◆ **What is required**:
In the records below, find the line with "of the target."; retype that line and all the following lines through the end, exactly, and add nothing.

◆ **Text-to-region grounding data**:
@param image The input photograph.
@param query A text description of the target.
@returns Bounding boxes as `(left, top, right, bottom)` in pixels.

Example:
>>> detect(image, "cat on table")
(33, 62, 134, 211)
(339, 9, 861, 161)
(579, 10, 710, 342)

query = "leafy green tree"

◆ **Answer box**:
@param query A text description of the target.
@returns Bounding boxes as `(left, top, right, bottom)` in pixels.

Example:
>>> detect(image, "cat on table")
(33, 62, 134, 211)
(339, 9, 861, 161)
(579, 10, 710, 342)

query = "leafy green tree"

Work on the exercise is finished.